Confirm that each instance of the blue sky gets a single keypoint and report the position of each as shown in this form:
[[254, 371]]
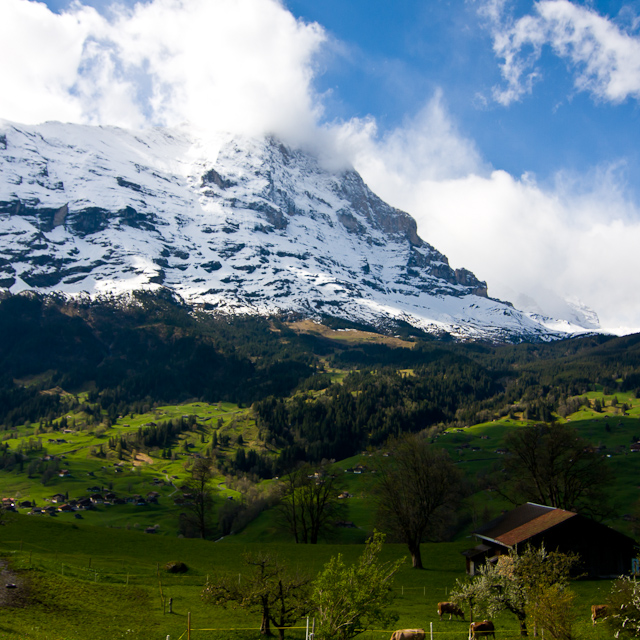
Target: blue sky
[[508, 128]]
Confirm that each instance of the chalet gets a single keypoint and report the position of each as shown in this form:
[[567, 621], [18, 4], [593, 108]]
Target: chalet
[[604, 551]]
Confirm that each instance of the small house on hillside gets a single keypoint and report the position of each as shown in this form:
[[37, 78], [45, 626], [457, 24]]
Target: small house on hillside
[[604, 551]]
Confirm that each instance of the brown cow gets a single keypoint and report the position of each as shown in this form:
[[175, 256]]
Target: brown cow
[[408, 634], [599, 611], [484, 628], [451, 609]]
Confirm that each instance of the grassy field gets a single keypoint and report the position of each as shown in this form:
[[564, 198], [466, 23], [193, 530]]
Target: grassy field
[[475, 448], [95, 582], [102, 577]]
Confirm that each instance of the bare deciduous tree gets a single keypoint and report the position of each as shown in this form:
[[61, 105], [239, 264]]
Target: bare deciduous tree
[[418, 491], [309, 505]]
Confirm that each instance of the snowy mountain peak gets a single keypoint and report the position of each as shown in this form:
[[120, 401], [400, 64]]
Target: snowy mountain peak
[[237, 225]]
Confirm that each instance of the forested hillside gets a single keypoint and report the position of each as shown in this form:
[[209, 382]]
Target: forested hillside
[[315, 396]]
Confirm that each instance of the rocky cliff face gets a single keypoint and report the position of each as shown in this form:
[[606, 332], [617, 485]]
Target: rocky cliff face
[[235, 225]]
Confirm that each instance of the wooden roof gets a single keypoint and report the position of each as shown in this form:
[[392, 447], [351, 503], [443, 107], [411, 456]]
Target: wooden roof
[[522, 523]]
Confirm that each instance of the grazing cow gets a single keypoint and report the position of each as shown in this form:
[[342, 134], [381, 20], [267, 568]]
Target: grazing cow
[[599, 611], [479, 629], [451, 609], [408, 634]]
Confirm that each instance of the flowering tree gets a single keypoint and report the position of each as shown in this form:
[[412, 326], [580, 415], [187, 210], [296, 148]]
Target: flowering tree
[[351, 599], [515, 583], [624, 608]]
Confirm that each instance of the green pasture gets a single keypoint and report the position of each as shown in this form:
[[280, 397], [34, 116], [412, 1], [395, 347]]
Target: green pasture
[[101, 583]]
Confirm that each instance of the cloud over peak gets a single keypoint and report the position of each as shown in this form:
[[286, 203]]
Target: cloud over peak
[[235, 65]]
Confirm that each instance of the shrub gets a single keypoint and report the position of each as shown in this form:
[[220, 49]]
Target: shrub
[[176, 567]]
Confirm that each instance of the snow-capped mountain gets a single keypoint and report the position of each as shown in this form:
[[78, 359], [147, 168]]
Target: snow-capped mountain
[[234, 225]]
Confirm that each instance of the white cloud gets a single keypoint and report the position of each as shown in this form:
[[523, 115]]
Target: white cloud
[[576, 239], [249, 65], [604, 59], [235, 65]]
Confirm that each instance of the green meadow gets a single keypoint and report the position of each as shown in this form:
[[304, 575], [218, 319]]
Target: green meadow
[[101, 576], [96, 582]]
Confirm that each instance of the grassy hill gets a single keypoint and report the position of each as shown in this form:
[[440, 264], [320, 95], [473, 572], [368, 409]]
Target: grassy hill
[[82, 463], [84, 581]]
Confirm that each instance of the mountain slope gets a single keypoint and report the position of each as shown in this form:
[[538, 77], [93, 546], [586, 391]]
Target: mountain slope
[[235, 225]]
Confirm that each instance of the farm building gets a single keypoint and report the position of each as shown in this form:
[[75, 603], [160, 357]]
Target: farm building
[[604, 551]]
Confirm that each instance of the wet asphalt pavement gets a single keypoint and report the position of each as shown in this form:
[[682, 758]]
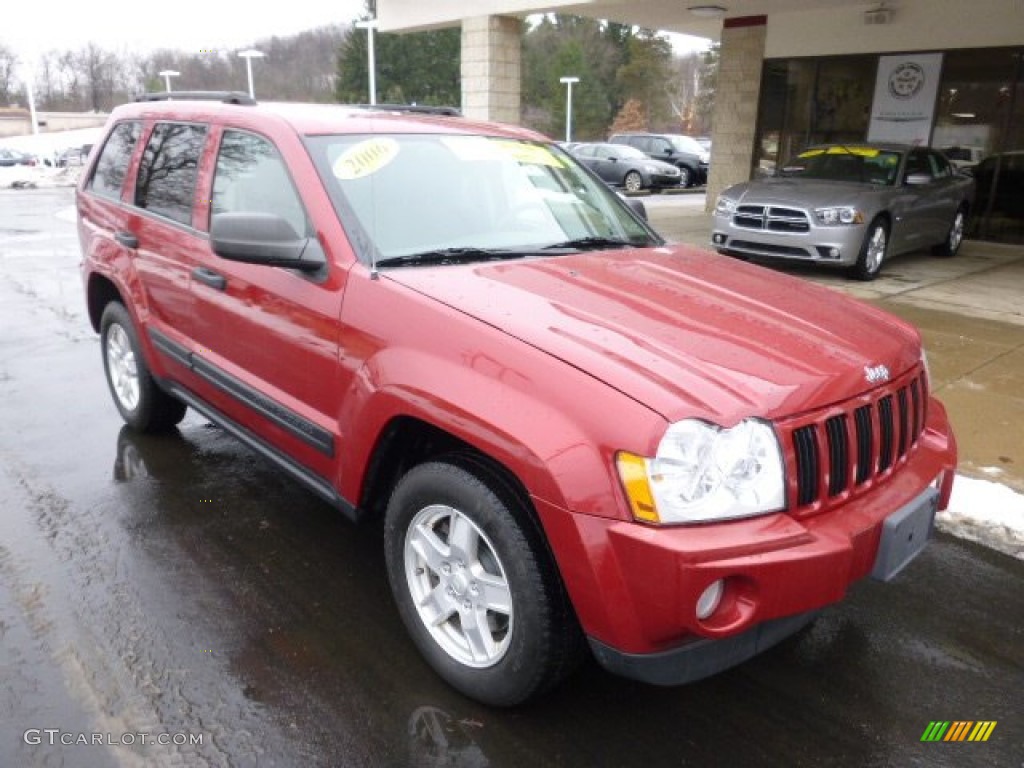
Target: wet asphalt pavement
[[180, 587]]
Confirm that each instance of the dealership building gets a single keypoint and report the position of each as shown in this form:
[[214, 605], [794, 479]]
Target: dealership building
[[948, 74]]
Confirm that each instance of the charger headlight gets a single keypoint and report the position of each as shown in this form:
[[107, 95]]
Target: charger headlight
[[704, 472], [839, 216], [725, 206]]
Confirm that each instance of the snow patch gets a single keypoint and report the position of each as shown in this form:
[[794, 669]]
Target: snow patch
[[986, 512]]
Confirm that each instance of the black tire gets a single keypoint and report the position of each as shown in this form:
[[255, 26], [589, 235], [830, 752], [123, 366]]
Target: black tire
[[524, 651], [633, 181], [954, 236], [141, 402], [872, 252]]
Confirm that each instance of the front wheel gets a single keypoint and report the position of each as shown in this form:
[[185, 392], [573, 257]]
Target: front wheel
[[475, 586], [872, 252], [141, 402], [954, 237]]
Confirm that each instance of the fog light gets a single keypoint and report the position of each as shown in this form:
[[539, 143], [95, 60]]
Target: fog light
[[710, 599]]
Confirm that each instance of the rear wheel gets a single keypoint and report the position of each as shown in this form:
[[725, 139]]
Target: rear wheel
[[872, 252], [954, 237], [475, 585], [141, 402]]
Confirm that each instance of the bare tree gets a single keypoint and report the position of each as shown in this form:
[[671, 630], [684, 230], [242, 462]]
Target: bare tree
[[8, 85], [98, 68]]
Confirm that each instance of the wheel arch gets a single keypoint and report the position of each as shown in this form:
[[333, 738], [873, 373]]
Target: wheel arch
[[100, 291]]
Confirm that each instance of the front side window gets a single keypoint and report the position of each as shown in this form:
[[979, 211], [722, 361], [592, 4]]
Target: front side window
[[166, 183], [113, 164], [251, 178], [406, 196]]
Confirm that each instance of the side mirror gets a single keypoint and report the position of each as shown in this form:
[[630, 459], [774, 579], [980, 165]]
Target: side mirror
[[264, 239]]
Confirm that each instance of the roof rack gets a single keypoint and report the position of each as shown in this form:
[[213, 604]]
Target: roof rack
[[418, 109], [227, 97]]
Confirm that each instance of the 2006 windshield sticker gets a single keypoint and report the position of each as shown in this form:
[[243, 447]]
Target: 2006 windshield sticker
[[365, 158]]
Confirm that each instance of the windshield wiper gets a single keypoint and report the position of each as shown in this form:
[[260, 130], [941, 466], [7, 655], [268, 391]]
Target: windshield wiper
[[463, 255], [590, 244]]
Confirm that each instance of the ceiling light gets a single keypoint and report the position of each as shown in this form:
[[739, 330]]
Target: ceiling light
[[709, 11]]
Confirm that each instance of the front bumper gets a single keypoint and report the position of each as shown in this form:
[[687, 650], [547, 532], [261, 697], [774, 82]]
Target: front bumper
[[636, 588], [838, 246]]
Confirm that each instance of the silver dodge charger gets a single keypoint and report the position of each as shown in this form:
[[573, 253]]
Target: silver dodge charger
[[847, 205]]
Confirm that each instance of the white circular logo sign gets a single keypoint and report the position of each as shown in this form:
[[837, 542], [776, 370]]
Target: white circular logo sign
[[906, 80]]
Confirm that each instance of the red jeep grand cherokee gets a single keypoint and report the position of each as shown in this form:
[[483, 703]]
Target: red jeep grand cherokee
[[577, 433]]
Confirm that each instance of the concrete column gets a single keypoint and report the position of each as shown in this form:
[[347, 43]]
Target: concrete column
[[491, 68], [736, 94]]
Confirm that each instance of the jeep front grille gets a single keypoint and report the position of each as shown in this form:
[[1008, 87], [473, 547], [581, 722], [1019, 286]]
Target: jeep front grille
[[845, 449], [771, 218]]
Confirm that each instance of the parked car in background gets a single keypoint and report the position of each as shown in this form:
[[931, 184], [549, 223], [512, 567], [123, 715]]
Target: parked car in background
[[73, 156], [683, 152], [847, 205], [10, 158], [964, 157], [622, 165]]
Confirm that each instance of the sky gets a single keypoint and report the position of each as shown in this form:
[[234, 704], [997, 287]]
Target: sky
[[182, 25]]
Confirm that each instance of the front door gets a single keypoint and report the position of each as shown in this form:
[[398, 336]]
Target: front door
[[266, 338]]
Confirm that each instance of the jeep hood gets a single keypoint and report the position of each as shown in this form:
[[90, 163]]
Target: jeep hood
[[684, 332]]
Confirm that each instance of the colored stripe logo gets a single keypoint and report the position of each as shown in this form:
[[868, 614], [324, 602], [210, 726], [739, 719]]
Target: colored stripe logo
[[958, 730]]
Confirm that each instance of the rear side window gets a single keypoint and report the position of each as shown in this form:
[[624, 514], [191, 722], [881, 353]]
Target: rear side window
[[113, 164], [166, 183]]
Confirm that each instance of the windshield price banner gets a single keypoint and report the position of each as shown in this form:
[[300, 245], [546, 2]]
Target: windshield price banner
[[904, 98]]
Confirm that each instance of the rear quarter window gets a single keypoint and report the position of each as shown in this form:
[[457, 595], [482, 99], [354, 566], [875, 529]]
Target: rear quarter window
[[109, 176]]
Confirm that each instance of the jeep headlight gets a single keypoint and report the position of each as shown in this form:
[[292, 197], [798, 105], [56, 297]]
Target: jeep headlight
[[702, 472], [724, 206], [839, 216]]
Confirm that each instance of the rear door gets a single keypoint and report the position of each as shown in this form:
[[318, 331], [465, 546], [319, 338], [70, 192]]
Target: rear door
[[914, 211]]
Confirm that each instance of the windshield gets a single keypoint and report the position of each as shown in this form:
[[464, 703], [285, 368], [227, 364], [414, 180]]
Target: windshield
[[402, 197], [624, 151], [861, 164]]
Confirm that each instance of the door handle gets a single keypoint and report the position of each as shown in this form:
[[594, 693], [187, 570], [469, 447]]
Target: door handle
[[210, 278], [126, 239]]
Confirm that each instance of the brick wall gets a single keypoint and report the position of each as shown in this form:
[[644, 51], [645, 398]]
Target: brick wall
[[736, 103], [491, 69]]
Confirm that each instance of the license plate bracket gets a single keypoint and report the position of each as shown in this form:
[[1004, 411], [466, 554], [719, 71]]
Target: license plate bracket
[[904, 535]]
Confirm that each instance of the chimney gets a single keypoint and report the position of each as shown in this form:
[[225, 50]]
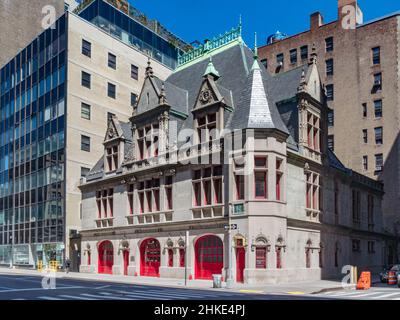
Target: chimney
[[350, 11], [316, 20]]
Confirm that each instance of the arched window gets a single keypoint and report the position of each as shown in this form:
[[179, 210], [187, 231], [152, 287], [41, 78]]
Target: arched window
[[209, 257], [106, 257]]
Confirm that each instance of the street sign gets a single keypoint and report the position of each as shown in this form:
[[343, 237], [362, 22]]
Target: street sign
[[231, 227]]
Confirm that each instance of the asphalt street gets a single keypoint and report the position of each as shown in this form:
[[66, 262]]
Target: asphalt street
[[20, 287]]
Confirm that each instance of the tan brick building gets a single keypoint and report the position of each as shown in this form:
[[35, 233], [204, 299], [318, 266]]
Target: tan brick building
[[359, 65], [20, 24]]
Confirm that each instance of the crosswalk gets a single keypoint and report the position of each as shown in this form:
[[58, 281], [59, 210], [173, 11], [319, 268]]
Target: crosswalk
[[375, 294], [148, 294]]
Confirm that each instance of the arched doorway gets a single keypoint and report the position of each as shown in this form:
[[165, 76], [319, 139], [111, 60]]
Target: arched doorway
[[106, 257], [209, 257], [150, 257]]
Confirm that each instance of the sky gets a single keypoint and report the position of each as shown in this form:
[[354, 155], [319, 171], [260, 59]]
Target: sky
[[200, 19]]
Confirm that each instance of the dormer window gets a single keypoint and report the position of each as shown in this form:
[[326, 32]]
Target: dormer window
[[313, 132], [206, 128], [147, 141], [112, 158]]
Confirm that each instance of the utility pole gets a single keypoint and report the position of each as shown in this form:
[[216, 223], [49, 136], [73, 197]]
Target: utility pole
[[186, 254]]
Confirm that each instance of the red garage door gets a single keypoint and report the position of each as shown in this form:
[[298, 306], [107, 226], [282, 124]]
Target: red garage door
[[150, 258], [106, 257], [209, 257]]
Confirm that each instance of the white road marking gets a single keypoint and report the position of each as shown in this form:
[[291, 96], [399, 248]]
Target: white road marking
[[76, 297], [103, 297], [49, 298], [388, 295]]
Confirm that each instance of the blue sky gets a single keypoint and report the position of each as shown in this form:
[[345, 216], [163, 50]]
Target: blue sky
[[200, 19]]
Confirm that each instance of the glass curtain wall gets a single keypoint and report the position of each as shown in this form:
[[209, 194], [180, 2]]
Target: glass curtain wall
[[32, 153]]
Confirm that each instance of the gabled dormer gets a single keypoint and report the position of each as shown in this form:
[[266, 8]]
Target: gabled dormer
[[312, 112], [211, 103], [114, 145]]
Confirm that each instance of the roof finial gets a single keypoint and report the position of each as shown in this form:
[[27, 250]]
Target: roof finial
[[314, 55], [255, 46], [211, 70], [149, 69], [162, 98]]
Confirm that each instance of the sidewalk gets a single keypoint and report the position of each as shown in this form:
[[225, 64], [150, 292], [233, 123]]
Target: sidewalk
[[294, 288]]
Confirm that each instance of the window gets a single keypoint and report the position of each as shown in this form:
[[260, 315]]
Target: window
[[378, 108], [331, 142], [207, 182], [182, 258], [261, 257], [304, 53], [376, 55], [147, 141], [365, 136], [85, 111], [86, 48], [239, 181], [365, 163], [356, 245], [329, 92], [293, 56], [377, 82], [84, 172], [133, 99], [112, 61], [134, 72], [313, 191], [86, 80], [370, 204], [329, 67], [170, 258], [105, 203], [356, 206], [280, 59], [279, 258], [110, 116], [131, 189], [313, 131], [112, 158], [111, 90], [279, 179], [260, 177], [206, 128], [371, 247], [168, 192], [149, 196], [265, 63], [329, 44], [336, 202], [85, 143], [331, 118], [379, 135], [379, 162], [365, 110]]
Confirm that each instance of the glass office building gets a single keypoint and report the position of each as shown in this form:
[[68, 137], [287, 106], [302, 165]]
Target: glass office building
[[32, 151], [124, 27]]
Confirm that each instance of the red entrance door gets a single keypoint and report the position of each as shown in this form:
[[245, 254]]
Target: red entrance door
[[106, 257], [209, 257], [150, 258], [126, 262], [240, 264]]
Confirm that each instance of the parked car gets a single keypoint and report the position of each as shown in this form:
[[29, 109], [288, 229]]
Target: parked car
[[385, 273]]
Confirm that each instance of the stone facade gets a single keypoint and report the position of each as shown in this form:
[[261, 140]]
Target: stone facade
[[20, 24], [353, 87], [153, 214]]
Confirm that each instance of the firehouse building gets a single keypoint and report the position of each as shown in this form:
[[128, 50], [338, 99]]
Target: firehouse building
[[159, 204]]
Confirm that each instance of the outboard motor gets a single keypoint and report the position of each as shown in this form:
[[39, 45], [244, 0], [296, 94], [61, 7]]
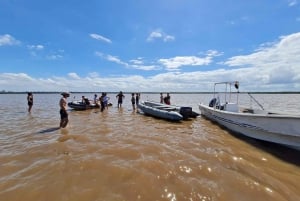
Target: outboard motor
[[212, 102], [186, 112]]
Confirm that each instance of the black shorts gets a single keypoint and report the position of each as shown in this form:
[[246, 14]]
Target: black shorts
[[63, 114]]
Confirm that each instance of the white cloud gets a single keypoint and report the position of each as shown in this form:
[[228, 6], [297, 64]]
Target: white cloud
[[272, 67], [158, 34], [8, 40], [35, 47], [100, 38], [176, 62], [73, 76]]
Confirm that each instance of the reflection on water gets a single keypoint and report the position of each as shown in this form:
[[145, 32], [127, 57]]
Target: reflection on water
[[119, 154]]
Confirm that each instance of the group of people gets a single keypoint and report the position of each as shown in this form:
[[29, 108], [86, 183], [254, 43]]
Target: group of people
[[103, 99], [166, 99]]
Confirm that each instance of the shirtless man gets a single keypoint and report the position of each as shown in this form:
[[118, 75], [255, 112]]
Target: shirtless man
[[63, 110]]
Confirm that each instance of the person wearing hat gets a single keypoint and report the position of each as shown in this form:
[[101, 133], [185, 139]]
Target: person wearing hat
[[63, 110], [29, 100]]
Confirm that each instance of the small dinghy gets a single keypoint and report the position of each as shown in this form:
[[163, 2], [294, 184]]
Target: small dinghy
[[168, 112], [79, 105]]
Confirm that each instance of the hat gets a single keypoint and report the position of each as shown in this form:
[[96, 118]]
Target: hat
[[65, 94]]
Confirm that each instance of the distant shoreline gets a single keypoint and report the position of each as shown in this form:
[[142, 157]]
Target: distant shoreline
[[113, 92]]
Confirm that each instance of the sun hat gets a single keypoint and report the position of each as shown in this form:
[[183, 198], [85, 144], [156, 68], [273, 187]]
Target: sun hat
[[65, 94]]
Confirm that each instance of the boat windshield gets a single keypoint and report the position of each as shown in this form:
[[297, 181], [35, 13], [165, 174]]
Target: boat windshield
[[227, 93]]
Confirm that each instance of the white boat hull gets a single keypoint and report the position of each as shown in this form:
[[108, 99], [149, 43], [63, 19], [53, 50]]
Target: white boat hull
[[281, 129]]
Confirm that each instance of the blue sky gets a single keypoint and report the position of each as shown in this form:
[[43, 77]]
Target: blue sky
[[145, 46]]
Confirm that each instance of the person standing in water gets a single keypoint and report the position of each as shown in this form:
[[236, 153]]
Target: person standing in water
[[161, 98], [63, 110], [29, 101], [120, 97], [137, 98], [167, 99]]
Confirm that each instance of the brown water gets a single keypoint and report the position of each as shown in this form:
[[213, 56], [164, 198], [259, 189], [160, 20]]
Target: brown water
[[123, 155]]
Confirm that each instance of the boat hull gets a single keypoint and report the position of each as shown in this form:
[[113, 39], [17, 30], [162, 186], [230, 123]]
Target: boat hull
[[159, 113], [281, 129]]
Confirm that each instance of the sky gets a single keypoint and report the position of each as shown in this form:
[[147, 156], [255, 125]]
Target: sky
[[149, 45]]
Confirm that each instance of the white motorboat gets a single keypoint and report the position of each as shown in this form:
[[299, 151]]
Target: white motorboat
[[256, 123], [169, 112]]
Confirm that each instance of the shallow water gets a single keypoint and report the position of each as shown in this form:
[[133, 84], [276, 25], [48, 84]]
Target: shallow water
[[123, 155]]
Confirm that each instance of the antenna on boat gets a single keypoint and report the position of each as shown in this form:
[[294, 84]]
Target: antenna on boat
[[256, 101]]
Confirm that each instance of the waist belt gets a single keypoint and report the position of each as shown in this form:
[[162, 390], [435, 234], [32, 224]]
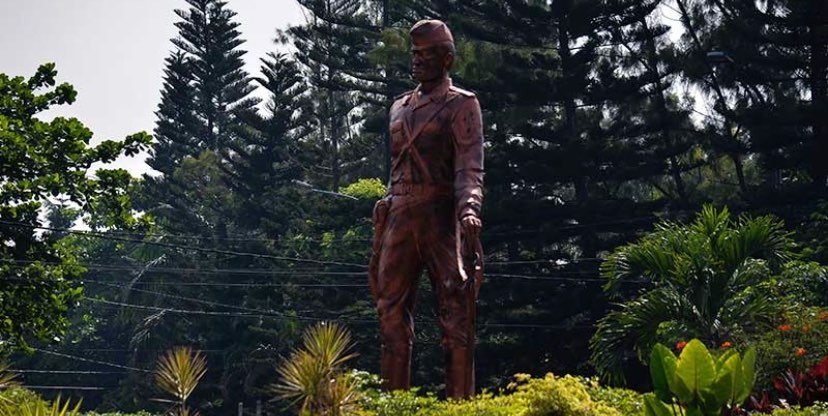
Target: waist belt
[[421, 189]]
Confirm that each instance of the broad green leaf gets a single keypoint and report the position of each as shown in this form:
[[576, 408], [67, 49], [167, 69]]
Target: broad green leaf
[[748, 375], [724, 357], [728, 381], [655, 407], [659, 372], [695, 367]]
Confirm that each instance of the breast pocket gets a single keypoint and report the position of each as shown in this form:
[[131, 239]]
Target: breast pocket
[[397, 137]]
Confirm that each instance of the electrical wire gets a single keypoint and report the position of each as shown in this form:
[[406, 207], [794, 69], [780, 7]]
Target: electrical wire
[[88, 360], [176, 246]]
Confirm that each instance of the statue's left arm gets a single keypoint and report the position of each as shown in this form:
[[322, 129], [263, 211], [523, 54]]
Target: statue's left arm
[[467, 127]]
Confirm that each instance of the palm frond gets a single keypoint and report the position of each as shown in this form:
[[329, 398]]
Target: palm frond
[[7, 378], [633, 329], [179, 371]]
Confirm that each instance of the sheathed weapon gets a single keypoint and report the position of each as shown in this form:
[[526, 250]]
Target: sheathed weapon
[[380, 215]]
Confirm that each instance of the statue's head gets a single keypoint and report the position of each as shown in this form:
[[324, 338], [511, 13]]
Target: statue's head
[[432, 50]]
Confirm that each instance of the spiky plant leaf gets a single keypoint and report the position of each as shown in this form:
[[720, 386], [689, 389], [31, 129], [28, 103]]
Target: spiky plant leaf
[[7, 378], [310, 377], [179, 371]]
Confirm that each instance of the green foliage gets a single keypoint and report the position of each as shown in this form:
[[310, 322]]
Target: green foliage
[[818, 409], [372, 189], [796, 342], [697, 382], [628, 402], [178, 373], [41, 160], [704, 277], [40, 408], [18, 396], [527, 396], [313, 376]]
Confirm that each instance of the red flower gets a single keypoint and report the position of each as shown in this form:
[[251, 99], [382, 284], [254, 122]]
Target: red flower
[[820, 370]]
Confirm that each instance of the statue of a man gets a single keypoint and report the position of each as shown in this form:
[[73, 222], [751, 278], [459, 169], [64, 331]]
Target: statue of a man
[[430, 218]]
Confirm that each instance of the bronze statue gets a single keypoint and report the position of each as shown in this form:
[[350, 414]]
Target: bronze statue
[[430, 217]]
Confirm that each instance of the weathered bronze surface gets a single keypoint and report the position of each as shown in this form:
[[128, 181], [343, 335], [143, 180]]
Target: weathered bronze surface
[[430, 217]]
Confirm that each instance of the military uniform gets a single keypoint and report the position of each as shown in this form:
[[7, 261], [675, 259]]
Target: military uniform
[[436, 180]]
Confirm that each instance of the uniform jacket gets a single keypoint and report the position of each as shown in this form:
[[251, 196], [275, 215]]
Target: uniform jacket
[[437, 139]]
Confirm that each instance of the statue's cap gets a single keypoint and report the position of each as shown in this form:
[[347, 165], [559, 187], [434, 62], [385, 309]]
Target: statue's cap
[[428, 33]]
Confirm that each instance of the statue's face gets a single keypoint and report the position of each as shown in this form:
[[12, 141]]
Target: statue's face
[[430, 64]]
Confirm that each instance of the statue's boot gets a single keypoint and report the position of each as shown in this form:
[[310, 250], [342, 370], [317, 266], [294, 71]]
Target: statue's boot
[[460, 372], [395, 367]]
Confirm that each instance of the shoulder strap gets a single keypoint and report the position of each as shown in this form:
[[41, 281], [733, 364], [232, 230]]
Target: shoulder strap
[[465, 93]]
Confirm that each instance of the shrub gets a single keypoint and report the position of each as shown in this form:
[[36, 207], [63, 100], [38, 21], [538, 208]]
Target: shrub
[[796, 343], [628, 402], [819, 409], [696, 383], [16, 395], [365, 189], [313, 377], [119, 414], [547, 396]]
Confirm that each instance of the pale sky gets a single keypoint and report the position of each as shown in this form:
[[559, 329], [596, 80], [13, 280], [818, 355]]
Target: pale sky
[[113, 52]]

__________

What you are asked to do: Could you repeat exactly the lines above from the line with "[[687, 650], [547, 532], [261, 697], [774, 82]]" up to and including the line with "[[931, 184], [549, 223], [512, 567], [123, 715]]", and only those?

Solution for this exercise:
[[687, 650], [547, 532], [261, 697], [774, 82]]
Target: front bumper
[[636, 588], [838, 246]]
Confirm that each instance of the silver dodge charger gets a single keypoint and report the position of each as shown in this form:
[[573, 253]]
Target: silver dodge charger
[[847, 205]]
Confirm that each instance of the white circular logo sign gets a single keypoint and report the position of each as shown in this form:
[[837, 542], [776, 370]]
Target: white circular logo sign
[[906, 80]]
Confirm that each instance of the red jeep grand cherokee gets a single keypoint and report the position of each as shown in this form:
[[483, 703]]
Target: red jeep grand cherokee
[[577, 433]]
Confirm that each instance of the concrete column gets a single keypoint and report the position of each as shown in this form:
[[347, 43]]
Target: concrete column
[[491, 68], [736, 94]]
Confirm that each instance of the jeep front grille gets a single keypoint and report the position of each as shown in this form:
[[1008, 87], [473, 547], [581, 722], [1019, 286]]
Target: jeep front grille
[[845, 449], [771, 218]]
Confirm that each instance of the parked car in background gets a single keypoint and report the position of each as shown in this form:
[[931, 184], [549, 223], [512, 567], [123, 715]]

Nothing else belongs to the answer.